EXCERPTED PASSAGE:
__________________________________________________

Ardent v. City of New London, No. 546684 (Jul. 22, 1999)

[EDITOR'S NOTE: This case is unpublished as indicated by the issuing court.]

MEMORANDUM OF DECISION RE: DEFENDANT'S MOTION FOR SUMMARY JUDGMENT
The plaintiff, Cecelia Arendt, brings this action for injuries and losses sustained when she tripped over a ridge in the street while attempting to walk across Methodist Street in New London, CT. The plaintiff alleges that the defendant, City of New London, was under a duty to keep and maintain said street in good repair.

On April 27, 1999, the defendant filed a motion for summary judgment and a memorandum of law in support.

On May 14, 1999, the plaintiff filed an objection to the motion and a supporting memorandum of law.

"Summary judgment shall be rendered forthwith if the pleadings, affidavits and other proof submitted show that there is no genuine issue as to any material fact and that the moving party is entitled to judgment as a matter of law." (Internal quotation marks omitted.) Doucette v. Pomes, 247 Conn. 442, 452,724 A.2d 481 (1999).

The defendant argues that the exclusive remedy of the plaintiff in this action is General Statutes § 13a-149, which requires that a claimant give written notice to either the selectman, City Clerk, or other officer of the municipal corporation, prior to maintaining a cause of action. The defendant further argues that the plaintiff has failed to comply with the this notice requirement because the only notice given by the plaintiff was an accident report filed with the City Manager.

In opposition, the plaintiff argues that the filing of a written notice with the City Manager of New London is the same as CT Page 10205 filing such notice with the first selectman and, therefore, there is statutory compliance.

General Statutes § 13a-149 provides that "any person injured in person or property by means of a defective road or bridge may recover damages from the party bound to keep it in repair . . . No action for any such injury shall be maintained against any town, city, corporation or borough, unless written notice of such injury and a general description of the same and of the cause thereof and of the time and place of the occurrence, shall within ninety days thereafter be given to a selectman orclerk of such town or to the clerk of such city or borough, or tothe secretary or treasurer of such corporation." (Emphasis added.) General Statutes § 13a-149.

__________________________________________________

STATED TASK 1: Rewrite the records, starting at the line containing "Mark one point per instance of the front tire." and ending at the end of the records, with "license plate" replaced by "number plate" and nothing else changed.

__________________________________________________

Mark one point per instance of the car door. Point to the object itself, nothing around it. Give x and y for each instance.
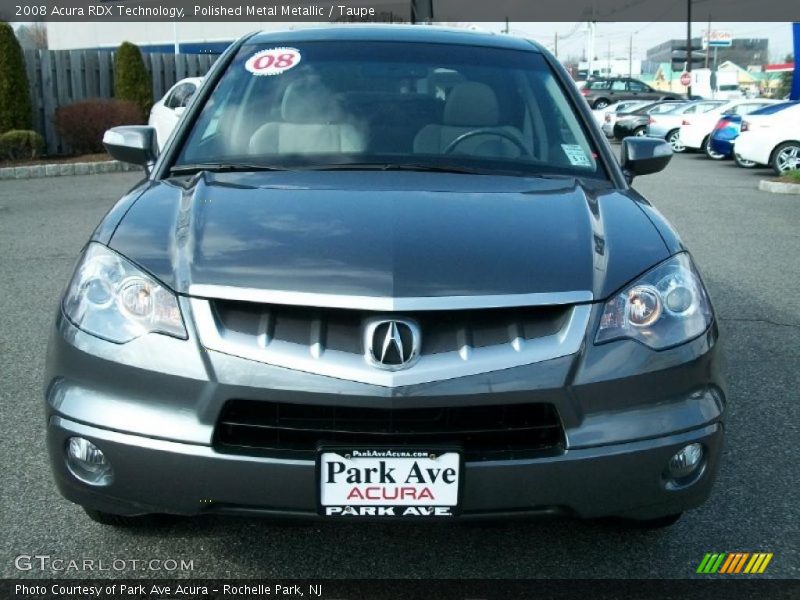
(618, 90)
(639, 90)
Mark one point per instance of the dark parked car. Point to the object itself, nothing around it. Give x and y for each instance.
(600, 92)
(635, 122)
(720, 144)
(385, 272)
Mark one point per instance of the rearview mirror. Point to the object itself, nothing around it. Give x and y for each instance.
(134, 144)
(643, 155)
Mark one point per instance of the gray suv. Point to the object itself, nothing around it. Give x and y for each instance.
(385, 273)
(600, 92)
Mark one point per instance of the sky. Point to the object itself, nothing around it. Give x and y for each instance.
(617, 36)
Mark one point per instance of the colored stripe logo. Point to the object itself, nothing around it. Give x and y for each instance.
(732, 563)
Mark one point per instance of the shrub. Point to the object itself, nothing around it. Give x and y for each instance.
(20, 144)
(15, 101)
(82, 125)
(131, 80)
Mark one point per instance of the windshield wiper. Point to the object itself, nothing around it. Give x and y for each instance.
(221, 168)
(398, 167)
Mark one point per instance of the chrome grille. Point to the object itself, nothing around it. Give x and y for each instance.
(461, 335)
(500, 431)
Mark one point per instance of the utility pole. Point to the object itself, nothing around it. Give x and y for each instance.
(689, 46)
(630, 56)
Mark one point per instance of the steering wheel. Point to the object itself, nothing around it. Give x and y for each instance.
(475, 132)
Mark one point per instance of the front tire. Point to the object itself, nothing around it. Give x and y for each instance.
(712, 154)
(674, 140)
(786, 158)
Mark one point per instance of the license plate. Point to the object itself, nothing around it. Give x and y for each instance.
(359, 482)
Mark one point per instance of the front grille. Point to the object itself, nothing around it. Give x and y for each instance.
(483, 432)
(341, 329)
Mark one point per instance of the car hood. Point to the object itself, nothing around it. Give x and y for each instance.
(388, 234)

__________________________________________________

STATED TASK 2:
Answer these about the memorandum of decision:
(a) On what date did the defendant file its motion for summary judgment?
(b) With which official did the plaintiff file her accident report?
(c) Within how many days must written notice be given under General Statutes § 13a-149?

CORRECT RESPONSE 1:
Mark one point per instance of the front tire. Point to the object itself, nothing around it. Give x and y for each instance.
(712, 154)
(674, 140)
(786, 158)
Mark one point per instance of the number plate. Point to the object itself, nothing around it. Give x and y for each instance.
(359, 482)
Mark one point per instance of the front grille. Point to the object itself, nothing around it. Give x and y for each instance.
(483, 432)
(341, 329)
Mark one point per instance of the car hood. Point to the object itself, nothing around it. Give x and y for each instance.
(388, 234)

CORRECT RESPONSE 2:
(a) April 27, 1999
(b) The City Manager
(c) Ninety days